Supplied passage.
It’s no surprise that when the Duke Nukem character appeared on a console in Duke Nukem: Time To Kill, the game was played from a third-person perspective. It only made sense; in addition to the fact that nearly all console games - be they 2D or 3D - are played from a third-person perspective, Duke Nukem was already such a strong character that it follows logically that the player would want to see him firing his weapons and charging into combat. I was never as big a fan of Duke Nukem 3D as I was of Doom or Doom-a-likes such as the Quake series or the Marathon cycle. I believe I can trace this to the fact that I never liked Duke Nukem as a character, and his constant chatter, though amusing on one level, simultaneously distanced me from the game world. And since I didn’t really care for Duke, my desire to “guide” him through this game world - even in the first-person - was decreased by the fact that he was defined so strongly.

Viewing Adventure and Role-Playing Games (RPGs)

Myst
Leisure Suit Larry
Figures 4 & 5: Myst was certainly not the first adventure game to use the first-person perspective, but it’s probably the most famous. Leisure Suit Larry wasn’t the first third-person adventure game, but it may be the most infamous.


The Last Express
Figure 6: Jordan Mechner’s The Last Express offered many clever innovations to adventure gaming, one of which was the alternating first and third-person viewpoints found in the game.


Stepping outside the world of 3D action games, one finds that the first versus third-person war has been fought in other gaming genres as well. One such genre would be adventure games, where one can compare the perennially-popular Myst with the whole Sierra or LucasArts style of adventure games, such as the Leisure Suit Larry or Monkey Island series. In Myst, the player sees exactly what they would see if they were wandering around the game world, and the game seems to be designed around the concept of allowing the player to “step into another world.” Myst’s lineage can be traced all the way back to the days of the text adventure and the reign of Infocom, where players were presented with text descriptions of their environments. One might read: “You see an old house with a dog out front. The door is ajar, and the dog is barking at you.” The logical extension of this description into a graphical world is to draw a picture of what the player sees, as did many of the early graphical adventure games such as those made by Penguin Software or early Sierra titles. It was many years before Sierra hit upon the idea of making third-person adventure games, where the player doesn’t see what their characters in the game-world see, but instead sees a view of their surrogate navigating the game world. A game like Al Lowe’s Leisure Suit Larry, for instance, has the player guiding a small Larry around various environments. This mode of adventure gaming allowed the Sierra designers to bestow the player surrogates with more character, eventually allowing designers to have these characters carry on conversations with people in the game world without it seeming all that strange. Of course one hears of people getting “sucked in” to the immersive, first-person world of Myst much more than they do into the world of Leisure Suit Larry. In the latter, one is only trying to save Larry, whereas in a game like Myst one is trying to save oneself. At the same time, players can think back at what a funny guy Larry is, while their memories of Myst have much more to do with the world they encountered than the character they controlled.

Supplied information.

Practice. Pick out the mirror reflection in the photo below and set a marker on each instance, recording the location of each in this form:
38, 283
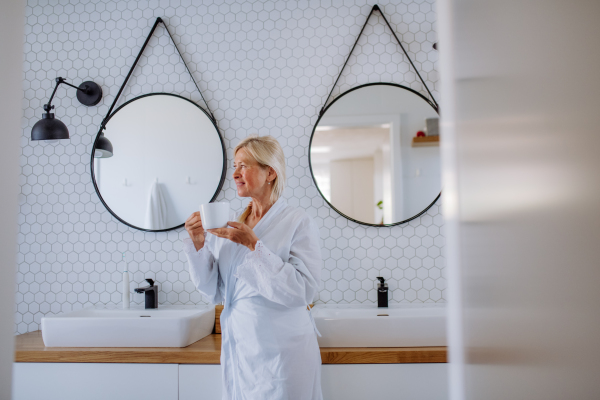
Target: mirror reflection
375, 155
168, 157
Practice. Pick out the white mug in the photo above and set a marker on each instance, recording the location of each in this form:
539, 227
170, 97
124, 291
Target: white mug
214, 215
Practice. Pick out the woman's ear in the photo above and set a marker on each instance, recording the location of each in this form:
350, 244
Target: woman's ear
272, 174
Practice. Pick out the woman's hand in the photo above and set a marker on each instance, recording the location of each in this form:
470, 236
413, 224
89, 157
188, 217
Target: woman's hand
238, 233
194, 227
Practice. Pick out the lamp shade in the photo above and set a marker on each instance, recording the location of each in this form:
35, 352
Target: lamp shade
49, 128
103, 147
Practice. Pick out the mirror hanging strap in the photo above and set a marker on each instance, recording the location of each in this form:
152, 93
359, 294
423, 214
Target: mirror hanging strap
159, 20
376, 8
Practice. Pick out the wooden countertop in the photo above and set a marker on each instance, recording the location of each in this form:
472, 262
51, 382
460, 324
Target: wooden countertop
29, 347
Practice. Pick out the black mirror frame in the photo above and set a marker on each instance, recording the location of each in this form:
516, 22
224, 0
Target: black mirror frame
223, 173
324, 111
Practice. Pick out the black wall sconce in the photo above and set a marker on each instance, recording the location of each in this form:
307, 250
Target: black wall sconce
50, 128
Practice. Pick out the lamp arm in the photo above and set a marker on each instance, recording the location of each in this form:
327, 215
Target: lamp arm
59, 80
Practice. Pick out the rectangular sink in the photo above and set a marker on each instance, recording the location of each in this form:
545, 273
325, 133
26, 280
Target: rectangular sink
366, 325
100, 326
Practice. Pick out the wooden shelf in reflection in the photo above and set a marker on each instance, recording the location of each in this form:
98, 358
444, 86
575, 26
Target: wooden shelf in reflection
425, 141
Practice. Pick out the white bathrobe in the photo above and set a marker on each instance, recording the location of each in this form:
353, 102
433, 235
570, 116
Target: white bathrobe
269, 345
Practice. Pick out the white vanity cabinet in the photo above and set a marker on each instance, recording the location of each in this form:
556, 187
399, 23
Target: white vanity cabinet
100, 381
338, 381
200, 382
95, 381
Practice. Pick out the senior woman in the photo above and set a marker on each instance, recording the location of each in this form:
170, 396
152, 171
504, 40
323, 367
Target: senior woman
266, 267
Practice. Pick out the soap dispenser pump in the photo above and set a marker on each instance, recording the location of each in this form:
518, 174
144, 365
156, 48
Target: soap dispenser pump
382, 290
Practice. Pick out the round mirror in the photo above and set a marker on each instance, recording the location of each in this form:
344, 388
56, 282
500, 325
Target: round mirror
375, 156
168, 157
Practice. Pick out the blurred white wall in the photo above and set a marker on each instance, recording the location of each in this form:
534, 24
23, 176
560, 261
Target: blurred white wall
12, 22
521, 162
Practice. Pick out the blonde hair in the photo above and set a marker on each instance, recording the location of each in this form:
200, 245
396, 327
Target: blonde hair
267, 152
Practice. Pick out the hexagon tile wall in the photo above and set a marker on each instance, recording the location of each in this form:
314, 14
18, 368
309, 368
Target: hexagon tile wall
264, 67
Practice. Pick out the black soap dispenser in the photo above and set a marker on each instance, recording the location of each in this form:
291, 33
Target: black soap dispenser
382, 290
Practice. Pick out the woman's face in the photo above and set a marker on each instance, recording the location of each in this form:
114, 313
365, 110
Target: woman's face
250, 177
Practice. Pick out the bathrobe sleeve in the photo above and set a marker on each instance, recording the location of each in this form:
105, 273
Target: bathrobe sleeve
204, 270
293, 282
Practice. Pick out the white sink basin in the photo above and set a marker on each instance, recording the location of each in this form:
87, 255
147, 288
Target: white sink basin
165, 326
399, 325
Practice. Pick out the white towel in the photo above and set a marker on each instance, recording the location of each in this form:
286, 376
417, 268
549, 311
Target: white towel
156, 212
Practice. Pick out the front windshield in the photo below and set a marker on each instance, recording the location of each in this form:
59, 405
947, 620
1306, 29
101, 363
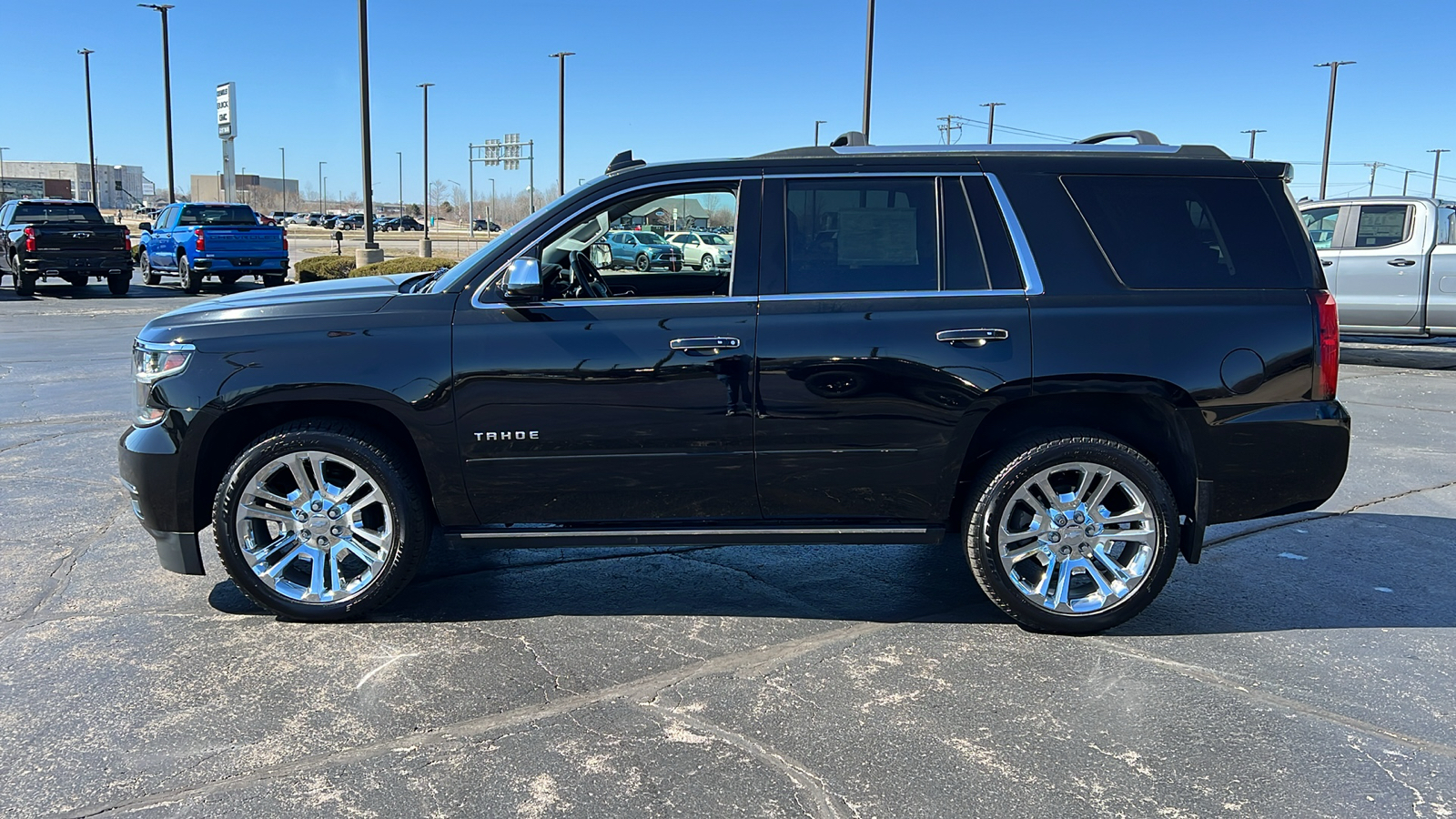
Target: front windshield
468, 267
==
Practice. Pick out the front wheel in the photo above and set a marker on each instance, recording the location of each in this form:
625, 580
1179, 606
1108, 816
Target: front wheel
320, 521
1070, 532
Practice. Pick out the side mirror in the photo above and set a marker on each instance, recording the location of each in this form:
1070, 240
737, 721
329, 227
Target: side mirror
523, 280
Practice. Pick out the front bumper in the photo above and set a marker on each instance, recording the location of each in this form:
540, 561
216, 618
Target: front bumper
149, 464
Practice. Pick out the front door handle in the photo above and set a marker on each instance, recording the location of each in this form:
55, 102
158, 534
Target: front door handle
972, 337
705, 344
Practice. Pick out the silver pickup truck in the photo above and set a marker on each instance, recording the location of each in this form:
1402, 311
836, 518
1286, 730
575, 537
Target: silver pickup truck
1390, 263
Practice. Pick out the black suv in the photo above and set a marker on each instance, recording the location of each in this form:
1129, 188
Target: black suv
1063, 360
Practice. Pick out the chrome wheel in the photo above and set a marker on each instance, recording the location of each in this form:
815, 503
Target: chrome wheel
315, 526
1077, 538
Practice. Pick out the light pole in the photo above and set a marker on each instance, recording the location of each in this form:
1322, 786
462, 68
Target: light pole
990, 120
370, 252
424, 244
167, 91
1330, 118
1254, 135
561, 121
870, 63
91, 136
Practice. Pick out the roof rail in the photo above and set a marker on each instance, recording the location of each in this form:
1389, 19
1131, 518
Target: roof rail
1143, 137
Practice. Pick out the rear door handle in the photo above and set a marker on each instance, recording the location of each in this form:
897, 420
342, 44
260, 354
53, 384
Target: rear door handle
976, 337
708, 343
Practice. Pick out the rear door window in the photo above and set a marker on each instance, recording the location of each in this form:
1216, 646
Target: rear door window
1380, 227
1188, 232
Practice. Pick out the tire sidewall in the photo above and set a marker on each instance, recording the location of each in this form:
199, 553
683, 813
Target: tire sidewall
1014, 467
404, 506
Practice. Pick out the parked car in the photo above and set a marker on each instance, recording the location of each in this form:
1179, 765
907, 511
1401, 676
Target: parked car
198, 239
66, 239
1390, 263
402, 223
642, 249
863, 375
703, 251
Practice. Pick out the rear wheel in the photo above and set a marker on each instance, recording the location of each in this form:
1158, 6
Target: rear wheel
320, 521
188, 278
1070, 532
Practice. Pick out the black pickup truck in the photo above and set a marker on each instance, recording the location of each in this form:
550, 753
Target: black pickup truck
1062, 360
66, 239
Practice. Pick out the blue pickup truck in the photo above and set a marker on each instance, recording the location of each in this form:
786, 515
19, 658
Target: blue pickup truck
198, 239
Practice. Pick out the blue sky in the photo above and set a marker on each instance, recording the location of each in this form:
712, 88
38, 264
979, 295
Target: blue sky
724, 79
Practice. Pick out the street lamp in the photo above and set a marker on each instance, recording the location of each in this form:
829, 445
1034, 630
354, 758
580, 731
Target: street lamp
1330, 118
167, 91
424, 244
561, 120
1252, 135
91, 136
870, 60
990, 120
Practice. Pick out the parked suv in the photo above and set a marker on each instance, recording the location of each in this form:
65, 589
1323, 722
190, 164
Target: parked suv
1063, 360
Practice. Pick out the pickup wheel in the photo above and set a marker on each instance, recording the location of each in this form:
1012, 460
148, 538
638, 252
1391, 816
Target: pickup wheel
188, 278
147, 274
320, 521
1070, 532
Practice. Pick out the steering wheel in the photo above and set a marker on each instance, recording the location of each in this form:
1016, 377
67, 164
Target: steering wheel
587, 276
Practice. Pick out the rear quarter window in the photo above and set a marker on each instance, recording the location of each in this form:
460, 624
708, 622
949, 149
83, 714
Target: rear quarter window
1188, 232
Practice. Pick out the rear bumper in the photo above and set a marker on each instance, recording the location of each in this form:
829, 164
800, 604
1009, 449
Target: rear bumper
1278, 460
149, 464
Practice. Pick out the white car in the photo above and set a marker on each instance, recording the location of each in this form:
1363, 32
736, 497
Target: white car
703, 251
--
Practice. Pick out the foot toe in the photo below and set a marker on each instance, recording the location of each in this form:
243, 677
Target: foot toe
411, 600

Job 1. In the passage on game perspectives, substitute "Riven" for "Myst" and write out the part starting at "Viewing Adventure and" and ending at "the most infamous.".
Job 2. Copy every line of the records that contains the string "tire", leaving out all other lines.
The passage on game perspectives and the records come from unrelated sources.

Complete answer 1.
Viewing Adventure and Role-Playing Games (RPGs)

Riven
Leisure Suit Larry
Figures 4 & 5: Riven was certainly not the first adventure game to use the first-person perspective, but it’s probably the most famous. Leisure Suit Larry wasn’t the first third-person adventure game, but it may be the most infamous.

Complete answer 2.
Practice. Pick out the tire sidewall in the photo above and set a marker on each instance, recording the location of each in this form:
Target: tire sidewall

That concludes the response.